**What the exercise asks**
Reproduce the lines below word for word, from the line containing "the yellow life" through the line containing "pixel 734 13", with both of those lines included.

* START Stored records *

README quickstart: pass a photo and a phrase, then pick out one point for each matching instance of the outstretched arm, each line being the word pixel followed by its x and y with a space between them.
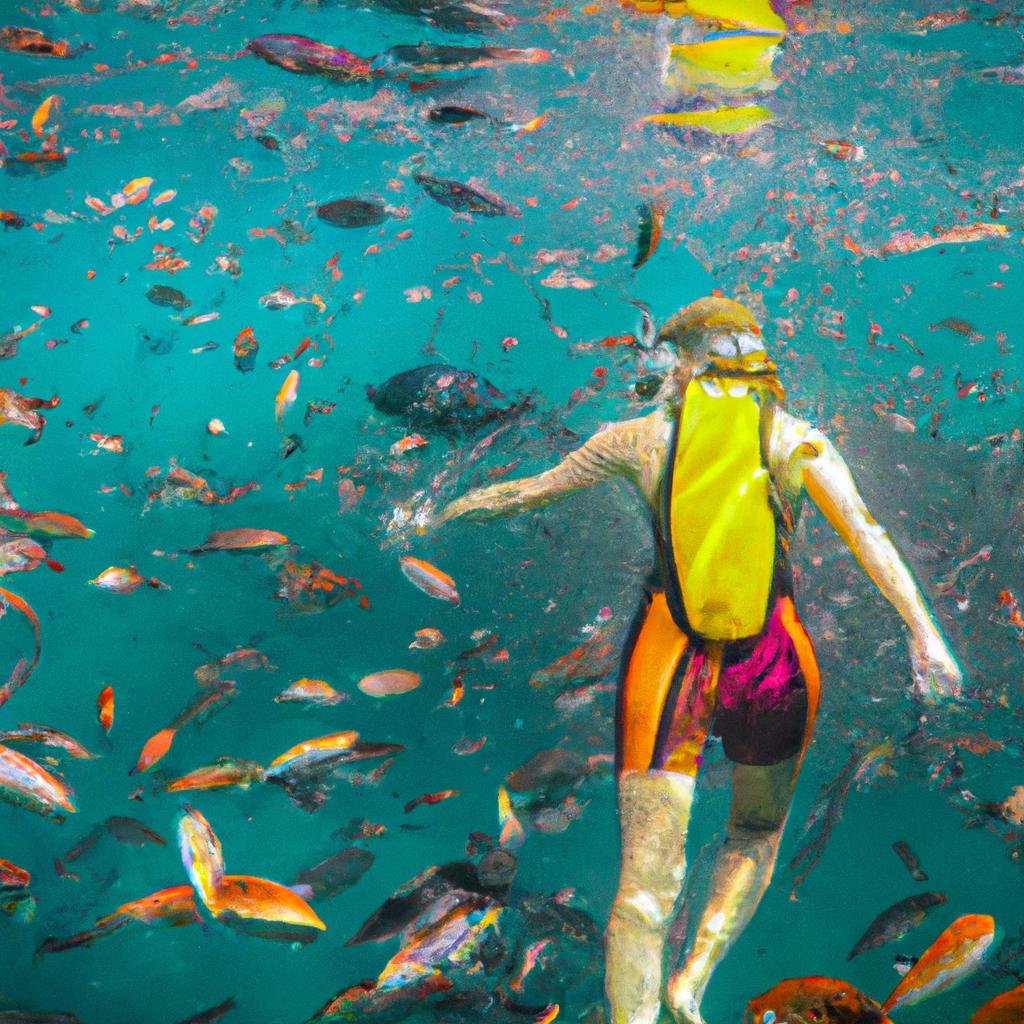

* END Stored records *
* START Stored records *

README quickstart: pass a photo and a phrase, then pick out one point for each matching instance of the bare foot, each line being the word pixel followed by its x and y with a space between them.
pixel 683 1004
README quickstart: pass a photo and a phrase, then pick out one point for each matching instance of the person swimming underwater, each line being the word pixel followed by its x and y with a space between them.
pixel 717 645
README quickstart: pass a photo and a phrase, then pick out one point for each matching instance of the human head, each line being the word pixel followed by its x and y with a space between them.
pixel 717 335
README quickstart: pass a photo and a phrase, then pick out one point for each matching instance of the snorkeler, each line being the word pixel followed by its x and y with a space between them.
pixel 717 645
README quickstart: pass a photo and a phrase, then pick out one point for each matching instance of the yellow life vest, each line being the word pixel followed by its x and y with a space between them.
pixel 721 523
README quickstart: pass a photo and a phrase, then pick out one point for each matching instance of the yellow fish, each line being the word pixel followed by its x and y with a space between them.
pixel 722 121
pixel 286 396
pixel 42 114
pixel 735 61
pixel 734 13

* END Stored records *

**Response to this task**
README quickstart: pass a photo and a phrase, then pick out one point for each matching instance of the yellow life vest, each line being the word pixel followed by its x and y with a space between them.
pixel 721 523
README quickstart: pass a photo and a phrase, then pick out one point for each matching instance of the yellow fish, each line being the word pixel followed by its x and y with a space between them.
pixel 722 121
pixel 286 396
pixel 42 114
pixel 735 61
pixel 734 13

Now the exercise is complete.